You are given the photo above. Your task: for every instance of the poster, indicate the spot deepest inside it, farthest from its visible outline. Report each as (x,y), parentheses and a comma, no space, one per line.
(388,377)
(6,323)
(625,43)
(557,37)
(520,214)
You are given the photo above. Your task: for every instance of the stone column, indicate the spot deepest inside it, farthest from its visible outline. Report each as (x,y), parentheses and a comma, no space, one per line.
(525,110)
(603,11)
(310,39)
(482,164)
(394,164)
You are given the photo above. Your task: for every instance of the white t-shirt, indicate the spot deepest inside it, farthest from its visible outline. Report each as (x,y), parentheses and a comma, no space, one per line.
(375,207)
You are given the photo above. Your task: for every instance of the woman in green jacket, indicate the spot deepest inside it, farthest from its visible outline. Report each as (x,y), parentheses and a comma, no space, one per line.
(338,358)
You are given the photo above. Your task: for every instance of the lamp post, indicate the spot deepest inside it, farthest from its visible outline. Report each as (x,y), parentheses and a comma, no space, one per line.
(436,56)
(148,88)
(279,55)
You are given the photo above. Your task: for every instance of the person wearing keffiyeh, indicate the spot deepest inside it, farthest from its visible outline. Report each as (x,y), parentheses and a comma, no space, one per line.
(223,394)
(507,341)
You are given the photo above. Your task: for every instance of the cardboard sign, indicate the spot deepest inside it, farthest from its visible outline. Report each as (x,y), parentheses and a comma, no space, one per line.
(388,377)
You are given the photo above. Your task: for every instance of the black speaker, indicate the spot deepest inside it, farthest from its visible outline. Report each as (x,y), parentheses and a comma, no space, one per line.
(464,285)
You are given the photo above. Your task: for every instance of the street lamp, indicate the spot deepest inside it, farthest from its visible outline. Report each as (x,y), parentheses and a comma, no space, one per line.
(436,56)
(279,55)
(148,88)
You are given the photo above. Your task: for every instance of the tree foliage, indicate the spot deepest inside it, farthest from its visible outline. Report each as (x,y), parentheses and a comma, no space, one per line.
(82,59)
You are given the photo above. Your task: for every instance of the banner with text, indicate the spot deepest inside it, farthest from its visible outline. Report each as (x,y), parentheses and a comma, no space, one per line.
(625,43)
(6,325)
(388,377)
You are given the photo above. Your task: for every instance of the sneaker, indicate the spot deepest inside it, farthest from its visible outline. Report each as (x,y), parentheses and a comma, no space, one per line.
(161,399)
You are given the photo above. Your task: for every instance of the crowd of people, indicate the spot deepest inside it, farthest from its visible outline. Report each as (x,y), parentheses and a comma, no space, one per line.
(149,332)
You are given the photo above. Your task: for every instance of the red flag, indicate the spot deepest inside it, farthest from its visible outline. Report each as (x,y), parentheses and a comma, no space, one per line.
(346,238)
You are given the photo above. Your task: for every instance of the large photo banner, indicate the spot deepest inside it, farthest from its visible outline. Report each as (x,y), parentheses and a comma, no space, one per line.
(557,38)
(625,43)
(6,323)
◇ ◇ ◇ ◇ ◇ ◇ ◇
Task to carry out | Arrange the rows from the line holding "of the large" through the end of the rows, inclusive, as a two-column CSV with the header instruction,answer. Give one line per row, with its text and its answer each in a single quoted field and any line breaks replaced by spaces.

Answer to the exercise |
instruction,answer
"You are given the photo above. Your task: for every instance of the large photo banner, indicate the spot deepest inside it, farthest from its visible outline. Report each as (x,y), parentheses and a comma, no space, one per line.","(557,38) (625,43) (6,323)"